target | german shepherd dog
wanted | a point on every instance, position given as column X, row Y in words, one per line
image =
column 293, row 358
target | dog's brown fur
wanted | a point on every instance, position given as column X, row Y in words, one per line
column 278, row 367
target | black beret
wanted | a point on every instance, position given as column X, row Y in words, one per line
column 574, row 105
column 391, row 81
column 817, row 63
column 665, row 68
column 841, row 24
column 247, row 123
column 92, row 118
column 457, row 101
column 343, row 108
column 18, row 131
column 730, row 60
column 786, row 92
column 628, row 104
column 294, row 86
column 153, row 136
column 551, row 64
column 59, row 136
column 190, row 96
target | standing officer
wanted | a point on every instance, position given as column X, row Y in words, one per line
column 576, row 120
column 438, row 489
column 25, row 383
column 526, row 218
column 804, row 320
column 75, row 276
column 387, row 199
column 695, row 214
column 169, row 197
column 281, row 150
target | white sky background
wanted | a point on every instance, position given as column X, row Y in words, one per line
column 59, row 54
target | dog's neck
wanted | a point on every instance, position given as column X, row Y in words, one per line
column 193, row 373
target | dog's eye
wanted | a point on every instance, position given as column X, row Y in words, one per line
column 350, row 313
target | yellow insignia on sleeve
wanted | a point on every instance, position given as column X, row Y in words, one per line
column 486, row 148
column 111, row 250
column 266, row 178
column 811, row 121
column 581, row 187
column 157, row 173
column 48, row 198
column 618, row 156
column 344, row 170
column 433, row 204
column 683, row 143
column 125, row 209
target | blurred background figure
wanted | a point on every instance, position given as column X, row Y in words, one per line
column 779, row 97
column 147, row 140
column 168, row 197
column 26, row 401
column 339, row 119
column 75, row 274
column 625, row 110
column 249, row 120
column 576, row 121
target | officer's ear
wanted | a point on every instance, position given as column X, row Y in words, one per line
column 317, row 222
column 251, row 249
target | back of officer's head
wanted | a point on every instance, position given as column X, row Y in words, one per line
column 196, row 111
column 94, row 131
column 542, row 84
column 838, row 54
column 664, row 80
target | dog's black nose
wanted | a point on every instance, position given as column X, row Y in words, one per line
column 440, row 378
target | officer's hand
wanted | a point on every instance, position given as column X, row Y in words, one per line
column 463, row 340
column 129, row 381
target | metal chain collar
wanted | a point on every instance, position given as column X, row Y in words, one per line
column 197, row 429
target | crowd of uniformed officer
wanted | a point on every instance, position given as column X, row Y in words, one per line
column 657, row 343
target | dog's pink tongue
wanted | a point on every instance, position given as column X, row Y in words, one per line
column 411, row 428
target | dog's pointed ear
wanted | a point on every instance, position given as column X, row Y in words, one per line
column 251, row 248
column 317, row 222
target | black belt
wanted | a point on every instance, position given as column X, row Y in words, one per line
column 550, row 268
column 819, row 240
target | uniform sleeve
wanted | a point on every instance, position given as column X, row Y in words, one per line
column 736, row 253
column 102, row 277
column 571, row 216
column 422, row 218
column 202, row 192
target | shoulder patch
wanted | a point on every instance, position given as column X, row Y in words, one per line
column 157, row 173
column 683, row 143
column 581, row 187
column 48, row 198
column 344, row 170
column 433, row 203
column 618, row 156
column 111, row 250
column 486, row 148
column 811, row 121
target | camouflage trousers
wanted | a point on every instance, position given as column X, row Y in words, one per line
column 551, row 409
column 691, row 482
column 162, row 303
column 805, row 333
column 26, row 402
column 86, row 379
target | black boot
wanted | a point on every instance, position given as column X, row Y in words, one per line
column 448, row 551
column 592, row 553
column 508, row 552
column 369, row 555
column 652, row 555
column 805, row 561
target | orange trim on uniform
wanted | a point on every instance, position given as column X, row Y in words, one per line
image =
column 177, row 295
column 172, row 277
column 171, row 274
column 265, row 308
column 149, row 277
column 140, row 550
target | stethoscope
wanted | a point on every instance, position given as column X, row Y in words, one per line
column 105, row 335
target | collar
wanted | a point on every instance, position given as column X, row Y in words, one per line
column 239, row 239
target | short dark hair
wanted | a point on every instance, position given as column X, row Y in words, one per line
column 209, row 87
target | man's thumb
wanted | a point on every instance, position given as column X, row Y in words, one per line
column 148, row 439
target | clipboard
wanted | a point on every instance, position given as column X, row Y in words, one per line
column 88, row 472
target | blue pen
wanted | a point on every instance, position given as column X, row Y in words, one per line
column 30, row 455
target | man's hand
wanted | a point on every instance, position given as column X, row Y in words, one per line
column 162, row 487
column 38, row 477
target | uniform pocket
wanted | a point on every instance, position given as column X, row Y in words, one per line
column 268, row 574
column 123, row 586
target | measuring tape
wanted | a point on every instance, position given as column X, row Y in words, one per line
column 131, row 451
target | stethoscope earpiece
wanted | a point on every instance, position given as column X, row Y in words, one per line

◆ Brief: Format the records as a JSON list of strings, with one string for each line and no blank lines.

◆ Task answer:
[
  "target | german shepherd dog",
  "wanted | a point on every instance, position given as column X, row Y in words, one per line",
  "image =",
  "column 293, row 358",
  "target | dog's brown fur",
  "wanted | a point on every instance, position given as column X, row Y in words, one per line",
  "column 278, row 367",
  "target | black beret",
  "wanted | a point on every instance, position given as column X, row Y in words, one per line",
  "column 574, row 105",
  "column 391, row 81",
  "column 817, row 63",
  "column 665, row 68",
  "column 841, row 24",
  "column 247, row 123",
  "column 92, row 118",
  "column 457, row 101",
  "column 343, row 108",
  "column 18, row 131",
  "column 730, row 60",
  "column 786, row 92",
  "column 628, row 104",
  "column 294, row 86",
  "column 153, row 136",
  "column 551, row 64",
  "column 59, row 136",
  "column 190, row 96",
  "target | standing officer",
  "wanted | a point on every instance, position given as column X, row Y in words, one per line",
  "column 576, row 120",
  "column 438, row 489",
  "column 25, row 383",
  "column 526, row 218",
  "column 804, row 320",
  "column 75, row 276",
  "column 387, row 199",
  "column 695, row 214",
  "column 169, row 197",
  "column 281, row 150",
  "target | white sky background",
  "wanted | a point on every instance, position given as column X, row Y in words, one per line",
  "column 59, row 54",
  "target | dog's neck",
  "wanted | a point on every instance, position given as column X, row Y in words, one per line",
  "column 193, row 373",
  "target | dog's eye",
  "wanted | a point on every instance, position given as column X, row Y in words, one per line",
  "column 350, row 313",
  "target | yellow insignia on sleeve",
  "wanted | a point on every instance, position given as column X, row Y in words, one per line",
  "column 486, row 148",
  "column 111, row 250",
  "column 266, row 178",
  "column 811, row 121",
  "column 581, row 187",
  "column 157, row 173",
  "column 48, row 198",
  "column 618, row 156",
  "column 344, row 170",
  "column 433, row 204",
  "column 683, row 143",
  "column 125, row 209",
  "target | blurred background figure",
  "wanted | a point on every instance, position given as column X, row Y in words, one per line",
  "column 779, row 97",
  "column 147, row 140",
  "column 168, row 197",
  "column 26, row 401",
  "column 339, row 119",
  "column 75, row 274",
  "column 625, row 110",
  "column 249, row 120",
  "column 576, row 121",
  "target | officer's ear",
  "wanted | a point on every instance, position given as column X, row Y in words, one per line",
  "column 317, row 222",
  "column 251, row 249",
  "target | back of officer's head",
  "wanted | a point on every instance, position given as column X, row Y in words, one per line",
  "column 196, row 111",
  "column 94, row 131",
  "column 542, row 84",
  "column 838, row 54",
  "column 664, row 80",
  "target | dog's black nose",
  "wanted | a point on every instance, position given as column X, row Y in words, one per line",
  "column 440, row 378",
  "target | officer's hand",
  "wanted | a point on every instance, position given as column X, row Y in words, one per line",
  "column 463, row 340",
  "column 129, row 381",
  "target | metal chain collar",
  "wanted | a point on every instance, position given as column X, row Y in words, one per line",
  "column 197, row 429",
  "target | crowd of uniformed officer",
  "wanted | a point on every instance, position given as column X, row Y in words, one per line",
  "column 657, row 343",
  "target | dog's pink tongue",
  "wanted | a point on every instance, position given as column X, row Y in words, one per line",
  "column 411, row 428",
  "target | dog's pointed ear",
  "wanted | a point on every instance, position given as column X, row Y in words, one per line",
  "column 251, row 248",
  "column 317, row 222",
  "target | black belt",
  "wanted | a point on every instance, position given as column X, row Y in words, one per line",
  "column 550, row 268",
  "column 819, row 240",
  "target | uniform sleeve",
  "wanted | a point on every instance, position given as column X, row Y in words, one per line",
  "column 736, row 253",
  "column 102, row 277",
  "column 571, row 216",
  "column 422, row 218",
  "column 202, row 192",
  "target | shoulder patch",
  "wanted | a point on every instance, position given as column X, row Y in words, one per line",
  "column 157, row 173",
  "column 683, row 143",
  "column 581, row 187",
  "column 48, row 198",
  "column 344, row 170",
  "column 433, row 203",
  "column 618, row 156",
  "column 111, row 250",
  "column 486, row 148",
  "column 811, row 121",
  "target | camouflage trousers",
  "wanted | a point on every instance, position given as column X, row Y in words, one per line",
  "column 551, row 409",
  "column 691, row 482",
  "column 162, row 303",
  "column 805, row 333",
  "column 26, row 402",
  "column 86, row 379",
  "target | black boot",
  "wanted | a point on every instance, position given as column X, row Y in words, one per line",
  "column 448, row 551",
  "column 592, row 553",
  "column 508, row 552",
  "column 369, row 555",
  "column 652, row 555",
  "column 805, row 561",
  "target | orange trim on uniform",
  "wanted | a point on every instance, position given as column X, row Y in words, one per line",
  "image =",
  "column 177, row 295",
  "column 172, row 277",
  "column 171, row 274",
  "column 265, row 308",
  "column 149, row 277",
  "column 140, row 550",
  "target | stethoscope",
  "wanted | a point on every instance, position given as column X, row Y in words, one per line",
  "column 105, row 335",
  "target | collar",
  "wanted | a point on every instance, position given as column X, row Y in words, one per line",
  "column 239, row 239",
  "target | short dark hair",
  "wanted | a point on every instance, position given as column X, row Y in words, one per line",
  "column 209, row 87",
  "target | man's thumb",
  "wanted | a point on every instance, position given as column X, row Y in words, one per line",
  "column 148, row 439",
  "target | clipboard",
  "wanted | a point on every instance, position given as column X, row Y in words, one per line",
  "column 88, row 472",
  "target | blue pen",
  "wanted | a point on every instance, position given as column X, row Y in words, one per line",
  "column 30, row 455",
  "target | man's hand",
  "wanted | a point on every instance, position given as column X, row Y in words, one per line",
  "column 162, row 487",
  "column 38, row 477",
  "target | uniform pocket",
  "wanted | a point on every instance, position given as column X, row Y in words, one per line",
  "column 268, row 574",
  "column 123, row 586",
  "target | measuring tape",
  "wanted | a point on every instance, position given as column X, row Y in words, one per line",
  "column 131, row 451",
  "target | stethoscope earpiece",
  "wanted | a point on every instance, position given as column X, row Y in words, one per line"
]